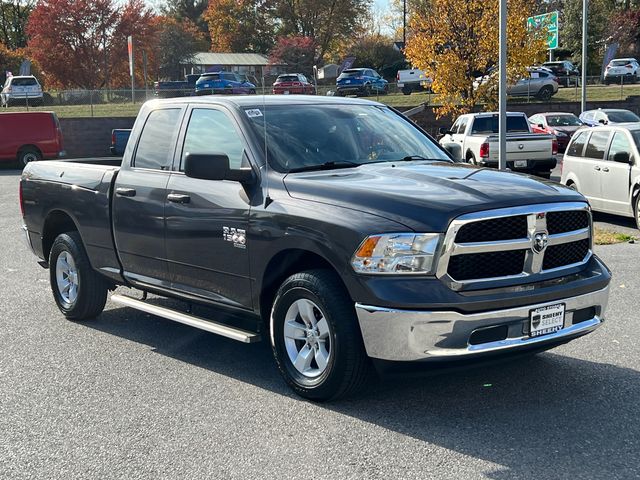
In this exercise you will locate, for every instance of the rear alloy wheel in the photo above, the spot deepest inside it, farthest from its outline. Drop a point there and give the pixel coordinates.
(78, 290)
(316, 338)
(28, 155)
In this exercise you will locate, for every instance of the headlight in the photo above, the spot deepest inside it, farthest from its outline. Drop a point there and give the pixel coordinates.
(397, 253)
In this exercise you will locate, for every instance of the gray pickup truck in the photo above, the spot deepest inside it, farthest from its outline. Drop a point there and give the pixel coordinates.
(335, 228)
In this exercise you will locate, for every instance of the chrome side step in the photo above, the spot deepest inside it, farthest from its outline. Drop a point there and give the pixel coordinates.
(191, 320)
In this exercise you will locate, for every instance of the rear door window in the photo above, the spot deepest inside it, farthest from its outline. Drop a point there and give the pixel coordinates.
(597, 145)
(619, 143)
(156, 145)
(211, 131)
(577, 145)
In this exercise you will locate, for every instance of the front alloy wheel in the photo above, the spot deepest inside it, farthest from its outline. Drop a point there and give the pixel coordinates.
(315, 337)
(307, 338)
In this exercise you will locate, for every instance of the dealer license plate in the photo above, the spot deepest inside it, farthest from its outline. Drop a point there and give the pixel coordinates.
(545, 320)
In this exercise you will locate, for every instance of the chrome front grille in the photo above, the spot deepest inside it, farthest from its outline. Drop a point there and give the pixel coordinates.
(515, 243)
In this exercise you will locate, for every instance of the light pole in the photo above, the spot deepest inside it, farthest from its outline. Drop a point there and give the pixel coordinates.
(585, 11)
(502, 90)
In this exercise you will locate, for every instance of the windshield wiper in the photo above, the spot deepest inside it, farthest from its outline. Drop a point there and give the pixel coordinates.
(325, 166)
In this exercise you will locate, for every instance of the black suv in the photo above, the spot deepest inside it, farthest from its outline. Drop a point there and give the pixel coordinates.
(564, 70)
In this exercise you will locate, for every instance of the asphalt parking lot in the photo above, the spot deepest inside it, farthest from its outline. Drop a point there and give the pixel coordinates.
(134, 396)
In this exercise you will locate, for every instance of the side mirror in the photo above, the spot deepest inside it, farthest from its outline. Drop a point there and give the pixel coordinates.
(454, 150)
(215, 166)
(622, 157)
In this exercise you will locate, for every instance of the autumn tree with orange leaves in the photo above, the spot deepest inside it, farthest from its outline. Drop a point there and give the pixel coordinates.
(83, 43)
(456, 41)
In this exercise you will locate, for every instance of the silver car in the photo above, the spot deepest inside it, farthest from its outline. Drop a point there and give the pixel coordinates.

TASK OBJECTIVE | What you return must match the records letter for letter, except that the pictures stay out.

ANSWER BELOW |
In this exercise you will locate, for every instance of the rear alloy wheel in the photo above, the spot deepest inside it, farthest from its outline. Drop a point there and give the pixel coordinates.
(78, 290)
(316, 338)
(28, 155)
In this exercise you will locate, for every instance of the headlight in the photo above, the spot deepest inside it, farthest from its outline. Drop a point there and give the pixel coordinates.
(397, 253)
In this exercise you will locate, for every instance of the gray pickup truck in the photo above, the spot deepest inside it, farthest from its outline. Drop a point there and give the pixel coordinates.
(335, 228)
In this exercise you will locate, for every instance of the chrome side step in the photo above, the spot deepest inside it, farthest from its outline. Drop a point there and give the pixel coordinates.
(191, 320)
In this exercise you will locate, for every instance of the rear door window in the photo above, the spot deepest inside it, farthest from its outline. Drop a point there and give the pixel coordinates.
(597, 145)
(619, 143)
(156, 145)
(211, 131)
(577, 145)
In this exercise you will locate, for every instance of the front alloy wheel in the photo above, the spot deepest inside it, farthest from its outline. Drop a point there and give the pixel coordinates.
(315, 337)
(307, 338)
In this exercise you will locate, for every instance of the dealer license plate in the photo above, the spot deepest inside it, farthest from its outline. Drop a point there and give the pixel coordinates.
(545, 320)
In this exercise you will locate, for every instance of the chrome front grille in the photo above, the spot deepest inside it, farthest from its outline. Drop a point there and give the pixel coordinates.
(515, 243)
In this exercise you will locate, for every instance of the light pole in the photo above, the spot deepest inside it, farthest from its outline. Drop a point there and give the pixel coordinates.
(585, 11)
(502, 90)
In this exercise you will locate, for every instance of the windshield wiper in the photo above, the spot deepest inside it, farthest from its outline. Drop a point there and give the pixel coordinates.
(325, 166)
In this exercise you will locate, for every instance of the black suv in the photo above, the spot deepest inside it, farthest from its outline. Drop a point there and give the pixel coordinates.
(564, 70)
In this exercise you will locate, for every instance of the asphalt parking lot in the photo above, the spot deepest inside it, farthest from its outline. Drop a point there and give the pixel coordinates.
(134, 396)
In this exercise you will locate, for every instance of the side mirror in the photo above, the spot deepest inside it, farthest from its outline. Drop a point there and give the pixel coordinates.
(454, 150)
(215, 166)
(622, 157)
In this exercise you will locate, for every instance of the autumn tree with orange leaves in the photo above, the spot deepest inside it, farthest from its outline. Drop a point there and give the pixel coordinates.
(83, 43)
(456, 41)
In this exercise you will locate, for every instance of the silver car in the photo above, the spot deepest inside it, farthest from its outline. Drop a point there and give the pixel coordinates.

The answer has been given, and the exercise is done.